## Given problem
Please revise these entries so that "axis-aligned bounding boxes" becomes "rectangular bounding boxes" wherever it occurs, leaving every other part unchanged.
## begin Provided material
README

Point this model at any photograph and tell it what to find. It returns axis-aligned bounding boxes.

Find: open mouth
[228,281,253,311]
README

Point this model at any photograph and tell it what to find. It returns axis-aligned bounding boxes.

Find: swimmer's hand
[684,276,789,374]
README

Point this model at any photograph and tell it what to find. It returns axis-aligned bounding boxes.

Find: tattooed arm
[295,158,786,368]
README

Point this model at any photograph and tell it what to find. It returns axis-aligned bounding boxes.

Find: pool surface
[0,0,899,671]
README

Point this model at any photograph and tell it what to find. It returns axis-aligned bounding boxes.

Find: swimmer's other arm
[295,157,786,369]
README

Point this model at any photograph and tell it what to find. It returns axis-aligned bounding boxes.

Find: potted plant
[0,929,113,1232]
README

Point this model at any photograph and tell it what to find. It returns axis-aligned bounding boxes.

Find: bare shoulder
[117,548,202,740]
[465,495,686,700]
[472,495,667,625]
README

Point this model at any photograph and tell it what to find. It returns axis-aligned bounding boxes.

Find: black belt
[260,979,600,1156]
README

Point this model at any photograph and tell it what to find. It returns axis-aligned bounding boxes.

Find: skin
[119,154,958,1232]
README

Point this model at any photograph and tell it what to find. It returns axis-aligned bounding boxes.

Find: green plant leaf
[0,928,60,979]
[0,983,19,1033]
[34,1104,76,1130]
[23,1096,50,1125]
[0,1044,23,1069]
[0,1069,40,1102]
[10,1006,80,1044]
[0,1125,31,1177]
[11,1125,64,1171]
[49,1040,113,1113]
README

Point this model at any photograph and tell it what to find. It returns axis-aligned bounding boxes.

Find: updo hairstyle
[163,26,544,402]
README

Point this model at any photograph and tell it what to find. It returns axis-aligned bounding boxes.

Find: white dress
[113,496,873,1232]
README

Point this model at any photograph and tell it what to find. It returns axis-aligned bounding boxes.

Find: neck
## end Provided material
## Correct response
README

Point this model at any photograph and tell it what to find. It returns rectangular bounding boxes.

Find: open mouth
[228,281,253,311]
README

Point this model at any photograph and tell it what to find. It returns rectangular bounding boxes.

Find: swimmer's hand
[684,276,789,374]
README

Point this model at any photograph and tell it what to find. It returns rectangular bounding boxes.

Find: tattooed arm
[295,158,786,368]
README

Point this model at any photograph and tell it what to find. It returns rectangular bounding boxes.

Find: pool surface
[0,0,899,671]
README

Point this model at any photograph and tell it what to find. It returns rectangular bounding boxes.

Find: swimmer's other arm
[295,157,786,369]
README

Point this model at any photograph and tell it what to find. It returns rectangular bounding boxes.

Find: potted plant
[0,929,113,1232]
README

Point this model at any photograph and tell it what to find. It returns rectangular bounding boxes.

Find: bare shoulder
[117,548,202,740]
[465,495,686,700]
[472,495,667,625]
README

Point this model at any photograph and tell it what to find. It returns rectangular bounding boxes.

Find: black belt
[260,979,600,1156]
README

Point this model at any photograph and tell it what to find. It returns rectangular bounding boxes.

Find: skin
[119,154,958,1232]
README

Point this model at any photograph and tell it what to find. It returns rectangular bounding boxes.

Find: green plant leaf
[0,928,60,979]
[0,983,19,1033]
[34,1104,76,1130]
[23,1096,50,1125]
[0,1044,23,1069]
[0,1069,40,1102]
[10,1006,80,1044]
[0,1125,31,1177]
[11,1125,64,1171]
[49,1040,113,1113]
README

Point this model at any photograph and tell it what to find. It returns rectangular bounding boxes.

Find: updo hairstyle
[163,26,544,402]
README

Point this model at any photograph and tell it what to find. It returns rectangular bounding boxes.

Find: white dress
[113,496,873,1232]
README

Point this model at any photograph and tell it what to find. It returns rectangular bounding boxes.

Find: neck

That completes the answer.